**Selected text:**
__________
Harriet James @harriet86jim
While Christmas is celebrated in Christian circles, pagans, too celebrate it in their own way by being with family and friends, partying and taking time off from work.
With the season come many dos and don’ts that should be remembered.
“In many communities, ceremonies and celebration events are collective socially intimate and boisterous.
It’s a time to meet relatives, friends, age mates either upcountry or in their homes.
So one taboo is being selfish or mean or keeping to yourself,” says Dr Justus Aungo.
He adds that the pandemic might result in isolation and social distancing as the new norm, but advises those going upcountry to beware of the fact that most rural folks might not understand why urbanites are social distancing or isolating themselves, hence the need to explain the situation.
“There is a likelihood of the distance between the elderly, especially in rural areas and their younger urbanite family members.
To a large extent the former may not fully comprehend why they cannot freely mingle with their children who they haven’t seen for a while,” he says.
And while it is a time when families get together, it is also a time when scores are settled and families fall back to fights.
In such instances, it is taboo for younger people to fight with the older family members as it shows disrespect in the African culture.
“It is important to note the difference between toxic confrontations and annoying arguments.
It is toxic if the person’s intention is to hurt you, undermine your confidence or just cut the core of who you are.
__________
**Task set:**
**A)** According to the article on Christmas taboos, what are the ways pagans celebrate Christmas?
**B)** Carry on the article on Christmas taboos from its last sentence.
The material that follows comes from a separate source and has no connection to the article.

**Dataset records:**
__________
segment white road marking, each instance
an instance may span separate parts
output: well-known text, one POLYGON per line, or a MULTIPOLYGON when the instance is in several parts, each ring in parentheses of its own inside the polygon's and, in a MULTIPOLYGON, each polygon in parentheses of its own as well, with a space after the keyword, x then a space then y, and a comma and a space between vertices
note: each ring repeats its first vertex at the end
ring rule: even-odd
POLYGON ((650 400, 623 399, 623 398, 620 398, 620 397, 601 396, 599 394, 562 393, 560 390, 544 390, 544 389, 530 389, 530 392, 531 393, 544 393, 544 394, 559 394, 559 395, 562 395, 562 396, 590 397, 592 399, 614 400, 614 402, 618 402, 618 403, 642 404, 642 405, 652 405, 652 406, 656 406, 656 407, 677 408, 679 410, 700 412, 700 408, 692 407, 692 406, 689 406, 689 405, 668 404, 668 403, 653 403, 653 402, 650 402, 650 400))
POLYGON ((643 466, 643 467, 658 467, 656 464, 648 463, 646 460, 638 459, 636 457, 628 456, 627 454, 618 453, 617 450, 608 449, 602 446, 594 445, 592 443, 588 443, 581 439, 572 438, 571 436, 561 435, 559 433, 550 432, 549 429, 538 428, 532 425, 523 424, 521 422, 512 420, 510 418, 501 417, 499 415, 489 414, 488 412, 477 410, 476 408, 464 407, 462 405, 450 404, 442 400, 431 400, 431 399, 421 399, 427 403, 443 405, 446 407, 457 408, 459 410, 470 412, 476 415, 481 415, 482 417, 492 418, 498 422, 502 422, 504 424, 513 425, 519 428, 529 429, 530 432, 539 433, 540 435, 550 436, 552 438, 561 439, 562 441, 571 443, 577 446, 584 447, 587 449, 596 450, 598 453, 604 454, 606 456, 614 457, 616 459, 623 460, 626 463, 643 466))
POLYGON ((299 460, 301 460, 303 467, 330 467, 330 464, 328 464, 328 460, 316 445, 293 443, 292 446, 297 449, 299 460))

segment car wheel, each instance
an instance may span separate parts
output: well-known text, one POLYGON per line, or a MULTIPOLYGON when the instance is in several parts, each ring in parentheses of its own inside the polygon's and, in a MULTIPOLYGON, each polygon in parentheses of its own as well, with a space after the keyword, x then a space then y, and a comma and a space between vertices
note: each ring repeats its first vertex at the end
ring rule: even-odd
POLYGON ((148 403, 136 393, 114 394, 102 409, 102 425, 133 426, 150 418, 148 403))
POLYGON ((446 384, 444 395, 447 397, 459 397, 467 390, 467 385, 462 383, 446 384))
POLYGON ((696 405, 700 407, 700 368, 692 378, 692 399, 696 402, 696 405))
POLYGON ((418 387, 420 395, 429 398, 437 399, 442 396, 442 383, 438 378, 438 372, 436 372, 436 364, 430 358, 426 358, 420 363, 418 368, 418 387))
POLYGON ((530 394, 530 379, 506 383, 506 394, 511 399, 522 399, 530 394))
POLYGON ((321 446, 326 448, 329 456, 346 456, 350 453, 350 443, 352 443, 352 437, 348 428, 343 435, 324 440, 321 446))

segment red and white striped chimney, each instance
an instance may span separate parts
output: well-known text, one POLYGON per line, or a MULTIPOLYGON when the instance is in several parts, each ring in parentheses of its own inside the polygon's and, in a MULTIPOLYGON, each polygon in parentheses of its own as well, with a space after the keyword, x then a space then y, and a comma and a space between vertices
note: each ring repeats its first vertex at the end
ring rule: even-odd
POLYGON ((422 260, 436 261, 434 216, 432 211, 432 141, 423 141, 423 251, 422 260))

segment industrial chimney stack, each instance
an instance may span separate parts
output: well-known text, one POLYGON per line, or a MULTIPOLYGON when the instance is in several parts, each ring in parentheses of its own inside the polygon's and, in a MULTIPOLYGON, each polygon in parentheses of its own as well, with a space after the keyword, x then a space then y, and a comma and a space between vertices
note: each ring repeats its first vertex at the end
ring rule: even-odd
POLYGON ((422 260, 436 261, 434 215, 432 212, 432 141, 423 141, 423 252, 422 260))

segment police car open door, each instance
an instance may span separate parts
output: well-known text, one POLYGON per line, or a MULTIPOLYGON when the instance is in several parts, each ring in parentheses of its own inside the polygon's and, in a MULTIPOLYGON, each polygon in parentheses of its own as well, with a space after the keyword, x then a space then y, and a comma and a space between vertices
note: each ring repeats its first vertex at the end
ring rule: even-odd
__________
**Answers to this exercise:**
**A)** Being with family and friends, partying, and taking time off from work.

**B)**
Sometimes a family member might just be hurting and you ought to understand and walk away from such arguments,” he notes
Before heading over for a family reunion, ask yourself whether you have a ready plan in case you encounter such uncomfortable situations.
Normalise having healthy interactions with other family members because if one member acts differently, the rest will follow suit and behave better.
“If drinking too much is what makes you erupt, consider avoiding it during the reunion.
Know your boundaries and having an out if you need to cool off. Take a walk or watch TV if it gets too much.
The only person you need to control is you and how you react in such situations,” he adds.
Dr Aungo also notes that it is taboo to show off during such parties, especially when people present cannot afford basic needs.
Most African folk tales have stories of rich people who behaved in such an arrogant way and ended up being swallowed by the earth when gods were angered by their behaviour.
For instance, the Luos who live around Kendu Bay believe that the lake Simbi Nyaima was formed when a rich man failed to give an old woman food to eat and she cursed the household.
That night, there were heavy rains which drowned the arrogant man together with his family.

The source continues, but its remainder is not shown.